Reputation: 167
How to go about removing duplicates column by column in a pandas data frame so that:
set1 set2 set3 set4
apple apple orange orange
apple orange banana orange
orange banana pear
banana banana lemon
pear lemon
grape lemon
becomes:
set1 set2 set3 set4
apple apple orange orange
orange orange banana
banana banana pear
pear lemon
grape
Upvotes: 3
Views: 97
Reputation: 294258
itertools.zip_longest
from itertools import zip_longest
pd.DataFrame(
[*zip_longest(*({*df[c].dropna()} for c in df))],
columns=[*df]
)
set1 set2 set3 set4
0 banana orange banana orange
1 grape banana lemon None
2 pear apple pear None
3 apple None orange None
4 orange None None None
collections.defaultdict
and itertools.count
# %%timeit
from collections import defaultdict
from itertools import count
i = defaultdict(count)
pd.DataFrame({c: {next(i[c]): v for v in {*df[c].dropna()}} for c in df})
set1 set2 set3 set4
0 pear apple orange orange
1 grape banana lemon NaN
2 apple orange banana NaN
3 banana NaN pear NaN
4 orange NaN NaN NaN
Upvotes: 3
Reputation: 33
You can also use drop_duplicates
:
df.apply(lambda x : x.drop_duplicates().reset_index(drop=True))

| DATA EXTRACT |
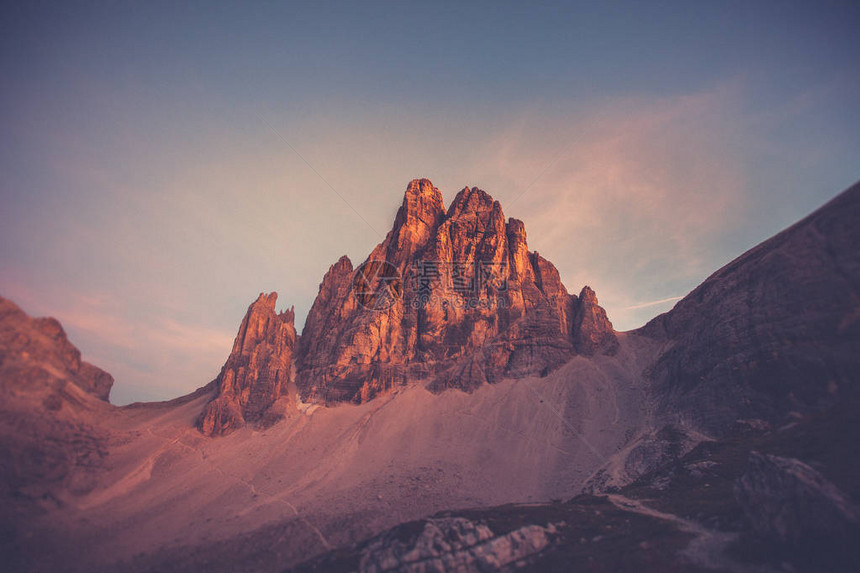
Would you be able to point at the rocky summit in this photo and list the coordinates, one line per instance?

| EXERCISE OBJECTIVE |
Continue the forum thread on removing duplicates from each column of a pandas data frame, starting right after its last line.

| RIGHT ANSWER |
>
set1 set2 set3 set4
0 apple apple orange orange
1 orange orange banana NaN
2 banana banana pear NaN
3 pear NaN lemon NaN
4 grape NaN NaN NaN
Upvotes: 1
Reputation: 323226
Here is another way pivot
df.melt().dropna().drop_duplicates(['variable','value']).\
assign(key=lambda x : x.groupby('variable').cumcount()).pivot(index='key',columns='variable',values='value')
Out[806]:
variable set1 set2 set3 set4
key
0 apple apple orange orange
1 orange orange banana NaN
2 banana banana pear NaN
3 pear NaN lemon NaN
4 grape NaN NaN NaN
Upvotes: 3
Reputation: 75080
Use:
m=df.apply(lambda x:dict.fromkeys(x).keys())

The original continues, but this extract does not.